§ Source text:

-- -- --

Compact Wilkinsons

Click here to go to our general discussion of Wilkinson power splitters

On this page we describe three different techniques for shrinking the physical layout of a Wilkinson power splitter, but there are probably others we haven't considered so drop us a line if you run across one! We've also plotted the frequency response for each splitter, given a 50% shrink from the classic Wilkinson.

Compact Wilkinsons make up another class of Wilkinson power splitters. When would you want to use a compact Wilkinson? Suppose you wanted to use a Wilkinson power splitter at 1 GHz. The quarter-wave sections, laid out in microstrip on a soft substrate such as Duroid, would be a couple of inches long. You might not have room for them. Engineers have been trying different ways to shrink the Wilkinson since it was invented in 1960, but there are tradeoffs to each approach.

-- -- --

Dataset excerpts on pointing at objects:
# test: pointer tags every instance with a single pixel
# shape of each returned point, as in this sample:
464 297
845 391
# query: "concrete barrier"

-- -- --

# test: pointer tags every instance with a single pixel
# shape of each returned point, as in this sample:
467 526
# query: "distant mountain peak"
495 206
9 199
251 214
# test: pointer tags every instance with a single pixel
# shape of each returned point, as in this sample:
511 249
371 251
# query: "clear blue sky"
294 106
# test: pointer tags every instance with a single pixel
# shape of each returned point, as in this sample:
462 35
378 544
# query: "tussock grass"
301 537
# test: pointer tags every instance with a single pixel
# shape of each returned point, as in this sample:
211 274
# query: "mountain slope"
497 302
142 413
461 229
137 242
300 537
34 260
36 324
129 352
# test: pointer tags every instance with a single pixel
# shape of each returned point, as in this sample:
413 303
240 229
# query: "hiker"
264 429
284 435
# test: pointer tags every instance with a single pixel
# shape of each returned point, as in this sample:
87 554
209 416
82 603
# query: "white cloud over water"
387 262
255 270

-- -- --

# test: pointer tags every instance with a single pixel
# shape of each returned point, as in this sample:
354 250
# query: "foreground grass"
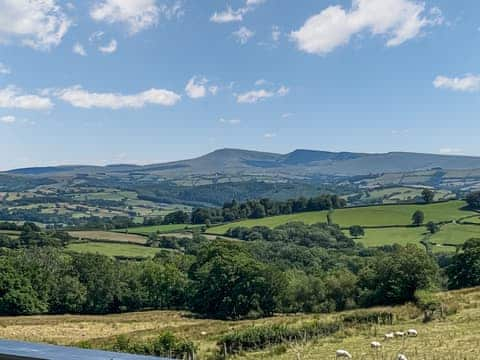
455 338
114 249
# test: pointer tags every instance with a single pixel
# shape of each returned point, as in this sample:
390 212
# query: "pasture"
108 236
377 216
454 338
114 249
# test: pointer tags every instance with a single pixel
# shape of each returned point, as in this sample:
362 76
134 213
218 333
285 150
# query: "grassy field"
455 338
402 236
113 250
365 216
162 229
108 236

-- -- --

§ Goal: Print the passage on compact Wilkinson splitters from "Click here to" to "to each approach.". These lines were drawn from a separate source.

§ Answer for the task:
Click here to go to our general discussion of Wilkinson power splitters

On this page we describe three different techniques for shrinking the physical layout of a Wilkinson power splitter, but there are probably others we haven't considered so drop us a line if you run across one! We've also plotted the frequency response for each splitter, given a 50% shrink from the classic Wilkinson.

Compact Wilkinsons make up another class of Wilkinson power splitters. When would you want to use a compact Wilkinson? Suppose you wanted to use a Wilkinson power splitter at 1 GHz. The quarter-wave sections, laid out in microstrip on a soft substrate such as Duroid, would be a couple of inches long. You might not have room for them. Engineers have been trying different ways to shrink the Wilkinson since it was invented in 1960, but there are tradeoffs to each approach.